#### DATA SECTION ####
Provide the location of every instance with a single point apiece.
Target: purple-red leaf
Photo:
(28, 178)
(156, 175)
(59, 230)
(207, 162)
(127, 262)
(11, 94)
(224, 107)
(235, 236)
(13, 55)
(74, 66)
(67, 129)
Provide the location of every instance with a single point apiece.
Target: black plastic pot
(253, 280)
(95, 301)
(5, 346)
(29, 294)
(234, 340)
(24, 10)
####
#### DATA SECTION ####
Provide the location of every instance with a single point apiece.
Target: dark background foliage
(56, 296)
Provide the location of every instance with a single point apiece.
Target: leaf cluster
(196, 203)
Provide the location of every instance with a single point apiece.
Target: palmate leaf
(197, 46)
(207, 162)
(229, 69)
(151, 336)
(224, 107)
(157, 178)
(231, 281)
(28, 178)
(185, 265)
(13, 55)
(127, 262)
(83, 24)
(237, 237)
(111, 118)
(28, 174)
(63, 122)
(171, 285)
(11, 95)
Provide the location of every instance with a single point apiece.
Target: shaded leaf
####
#### DATA SECTION ####
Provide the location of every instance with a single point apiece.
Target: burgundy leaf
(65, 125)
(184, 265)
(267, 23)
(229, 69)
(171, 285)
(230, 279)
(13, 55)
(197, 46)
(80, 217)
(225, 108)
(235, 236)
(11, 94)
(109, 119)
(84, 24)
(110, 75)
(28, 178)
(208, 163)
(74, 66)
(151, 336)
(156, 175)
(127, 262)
####
An exact, complete copy of the lines above from the one with "Target: palmate leaf" through the one with "Target: shaded leaf" is the whole answer.

Target: palmate leaf
(197, 46)
(207, 162)
(229, 69)
(151, 336)
(224, 107)
(157, 178)
(231, 281)
(28, 178)
(185, 265)
(13, 55)
(127, 262)
(83, 24)
(237, 237)
(111, 118)
(28, 174)
(63, 122)
(171, 285)
(11, 95)
Provide the location of every instance with a single point apiece.
Target: shaded leaf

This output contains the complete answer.